After a lot of thinking and consulting with Victor and Calvin I decide I’m pretty much done with the dome sanding/fitting. There’s some minor gaps but I can tweak them later and some may work themselves out for various reasons and decisions later.

I think I’ve been procrastinating and using the gaps as an excuse not to starting cutting some holes, so tonight was the night.

I started off with an easy one – the front holoprojector. It went a lot quicker and easier than I’d thought and the result was excellent if I do say so myself.

Basic Steps

  • Overlay outer dome and mark circle.
  • Find center of circle using some quick math.
  • Decide on diameter of hole to cut and first mark with a compass then set the drill hole cutting tool the same.
  • Double check slightly larger marked hole with outer dome again.
  • Center punch hole.
  • Drill pilot hole.
  • Drill hole the same size as drill cutting tool bit.
  • Start cutting.
  • At some point I broke thru on some spots so stopped.

----

◆ **Problems to work on**:
#1 Answer these questions from the dome build log:
(a) Whom did the writer consult before deciding the dome sanding and fitting was done?
(b) Which hole did the writer cut first?
(c) After marking the chosen diameter with a compass, what does the writer set to the same size?
#2 Extend the dome build log from its final step with a few more sentences in the same first-person voice.

(Rows from a dataset)
----

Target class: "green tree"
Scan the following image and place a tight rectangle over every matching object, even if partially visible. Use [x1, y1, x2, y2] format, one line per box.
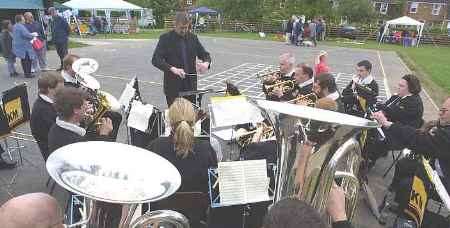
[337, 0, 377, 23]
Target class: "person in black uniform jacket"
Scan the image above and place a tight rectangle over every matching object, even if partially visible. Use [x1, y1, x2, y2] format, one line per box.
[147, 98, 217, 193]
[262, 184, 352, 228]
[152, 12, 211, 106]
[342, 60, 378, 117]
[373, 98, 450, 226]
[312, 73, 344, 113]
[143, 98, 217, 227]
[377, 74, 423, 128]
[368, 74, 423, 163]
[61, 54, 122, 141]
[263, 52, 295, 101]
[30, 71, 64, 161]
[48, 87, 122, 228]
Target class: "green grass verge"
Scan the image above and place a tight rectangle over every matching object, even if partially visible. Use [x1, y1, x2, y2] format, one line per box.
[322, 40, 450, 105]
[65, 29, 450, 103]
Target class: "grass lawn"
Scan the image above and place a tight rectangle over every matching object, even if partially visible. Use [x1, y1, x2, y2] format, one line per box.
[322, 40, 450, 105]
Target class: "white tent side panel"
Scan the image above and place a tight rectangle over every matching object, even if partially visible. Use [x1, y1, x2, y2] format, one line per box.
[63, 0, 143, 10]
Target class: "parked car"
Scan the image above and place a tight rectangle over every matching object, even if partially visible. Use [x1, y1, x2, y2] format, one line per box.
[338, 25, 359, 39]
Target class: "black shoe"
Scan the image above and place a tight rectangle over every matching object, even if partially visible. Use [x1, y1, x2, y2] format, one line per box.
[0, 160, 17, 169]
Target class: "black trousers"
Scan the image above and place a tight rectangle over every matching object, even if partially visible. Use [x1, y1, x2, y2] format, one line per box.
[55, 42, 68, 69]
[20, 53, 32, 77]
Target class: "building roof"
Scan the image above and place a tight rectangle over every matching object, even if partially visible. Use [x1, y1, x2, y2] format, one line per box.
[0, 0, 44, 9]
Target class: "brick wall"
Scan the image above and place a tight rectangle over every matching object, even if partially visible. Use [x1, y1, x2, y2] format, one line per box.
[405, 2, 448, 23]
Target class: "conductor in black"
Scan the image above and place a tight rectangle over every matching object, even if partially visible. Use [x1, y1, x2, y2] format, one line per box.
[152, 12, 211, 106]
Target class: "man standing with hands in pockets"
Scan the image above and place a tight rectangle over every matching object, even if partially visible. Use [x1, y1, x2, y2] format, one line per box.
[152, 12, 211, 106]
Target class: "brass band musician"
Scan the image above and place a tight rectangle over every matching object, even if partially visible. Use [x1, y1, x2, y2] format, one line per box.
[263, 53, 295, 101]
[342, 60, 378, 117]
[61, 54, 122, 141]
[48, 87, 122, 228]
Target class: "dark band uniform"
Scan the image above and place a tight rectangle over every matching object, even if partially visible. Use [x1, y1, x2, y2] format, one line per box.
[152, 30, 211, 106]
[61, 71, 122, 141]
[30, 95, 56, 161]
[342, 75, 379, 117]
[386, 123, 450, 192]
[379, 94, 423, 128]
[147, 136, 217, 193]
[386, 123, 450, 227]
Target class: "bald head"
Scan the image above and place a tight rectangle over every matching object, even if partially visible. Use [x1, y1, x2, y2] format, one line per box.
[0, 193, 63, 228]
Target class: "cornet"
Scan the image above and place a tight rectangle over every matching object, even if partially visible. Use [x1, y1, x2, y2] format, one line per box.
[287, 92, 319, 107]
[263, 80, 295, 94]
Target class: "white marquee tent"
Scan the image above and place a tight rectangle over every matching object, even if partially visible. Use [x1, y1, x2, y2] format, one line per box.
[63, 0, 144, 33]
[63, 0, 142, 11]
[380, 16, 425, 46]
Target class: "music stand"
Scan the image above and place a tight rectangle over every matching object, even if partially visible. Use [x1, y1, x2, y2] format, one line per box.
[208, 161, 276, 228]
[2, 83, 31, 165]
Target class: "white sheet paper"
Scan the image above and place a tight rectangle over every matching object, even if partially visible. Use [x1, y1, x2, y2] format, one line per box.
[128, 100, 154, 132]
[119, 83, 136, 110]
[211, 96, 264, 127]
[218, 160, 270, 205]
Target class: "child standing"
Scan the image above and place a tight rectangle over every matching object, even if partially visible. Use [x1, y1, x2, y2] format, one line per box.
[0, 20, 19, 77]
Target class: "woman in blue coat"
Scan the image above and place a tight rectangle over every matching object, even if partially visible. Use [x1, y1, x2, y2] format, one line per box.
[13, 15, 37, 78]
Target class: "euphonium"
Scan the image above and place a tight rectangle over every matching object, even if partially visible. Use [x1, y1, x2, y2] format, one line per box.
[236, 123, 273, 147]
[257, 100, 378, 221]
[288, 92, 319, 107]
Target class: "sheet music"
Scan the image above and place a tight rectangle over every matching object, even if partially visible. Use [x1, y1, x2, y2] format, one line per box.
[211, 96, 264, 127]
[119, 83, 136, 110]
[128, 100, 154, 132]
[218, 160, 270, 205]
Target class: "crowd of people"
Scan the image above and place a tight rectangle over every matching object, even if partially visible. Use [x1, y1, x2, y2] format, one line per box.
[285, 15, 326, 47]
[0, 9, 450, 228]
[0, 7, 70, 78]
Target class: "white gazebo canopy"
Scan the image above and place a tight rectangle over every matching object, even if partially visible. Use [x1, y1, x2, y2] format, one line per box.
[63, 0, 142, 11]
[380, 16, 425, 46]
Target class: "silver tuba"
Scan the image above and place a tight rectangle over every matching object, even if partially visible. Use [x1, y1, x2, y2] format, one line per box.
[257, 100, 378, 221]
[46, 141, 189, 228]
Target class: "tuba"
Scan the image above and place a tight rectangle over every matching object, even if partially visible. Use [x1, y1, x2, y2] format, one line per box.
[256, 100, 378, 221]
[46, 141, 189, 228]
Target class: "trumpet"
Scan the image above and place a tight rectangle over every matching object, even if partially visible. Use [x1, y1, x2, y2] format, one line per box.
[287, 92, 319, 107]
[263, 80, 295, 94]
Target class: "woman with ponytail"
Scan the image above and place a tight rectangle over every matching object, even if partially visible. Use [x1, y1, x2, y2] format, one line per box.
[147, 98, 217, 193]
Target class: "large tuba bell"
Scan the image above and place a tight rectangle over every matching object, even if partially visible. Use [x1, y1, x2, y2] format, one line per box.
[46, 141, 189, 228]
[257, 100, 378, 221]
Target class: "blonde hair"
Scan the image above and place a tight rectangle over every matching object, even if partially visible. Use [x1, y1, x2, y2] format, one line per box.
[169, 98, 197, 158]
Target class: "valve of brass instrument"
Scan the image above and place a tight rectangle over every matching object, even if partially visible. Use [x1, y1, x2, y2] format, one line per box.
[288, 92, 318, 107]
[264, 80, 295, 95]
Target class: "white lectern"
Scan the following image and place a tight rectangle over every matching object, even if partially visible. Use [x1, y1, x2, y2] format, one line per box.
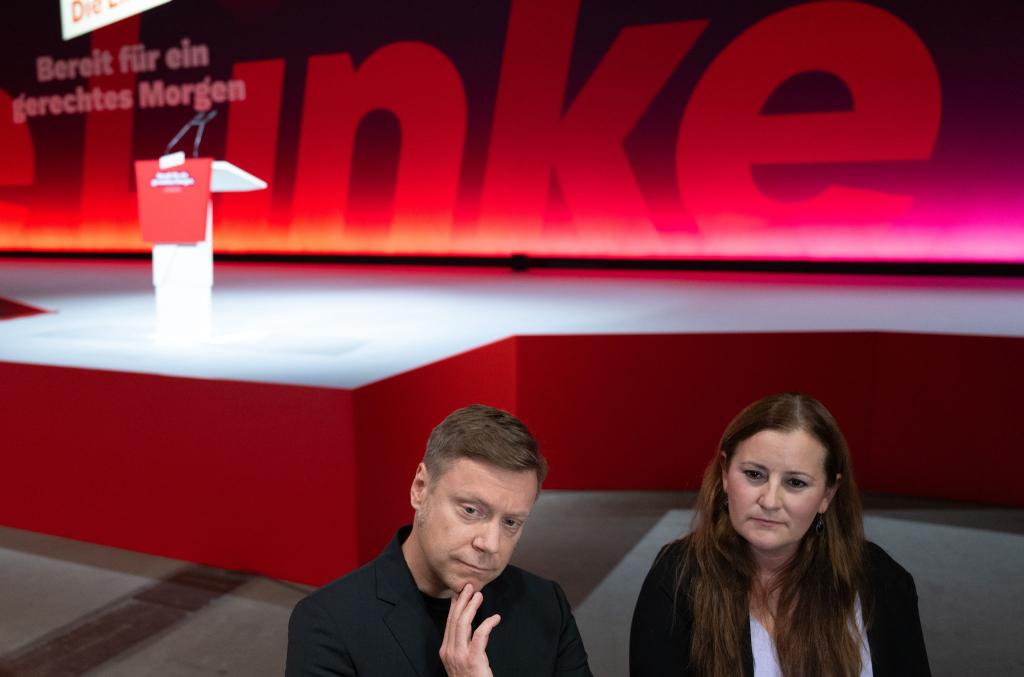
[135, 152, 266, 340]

----

◆ **Responses per task**:
#1
(a) Victor and Calvin
(b) The front holoprojector
(c) The drill hole cutting tool

#2
  • Dremeled pie wedges using a reinforced cut-off wheel and snapped off the pieces when done.
  • File off burrs, hold breath and test fit.

That’s it, and to be honest it was pretty easy really. I’d decide to make the hole exactly the same diameter as the outer hole. If I screwed up I figured I could always sand/file it bigger, but making it too big might be a problem. The holoprojector fit perfectly and a quick test fit of the dome looked really good.

Check out this video of my wobbling/bobbing drill bit.

I was about to drill another when the battery died on my cordless drill, so I’ll have to wait till tomorrow now.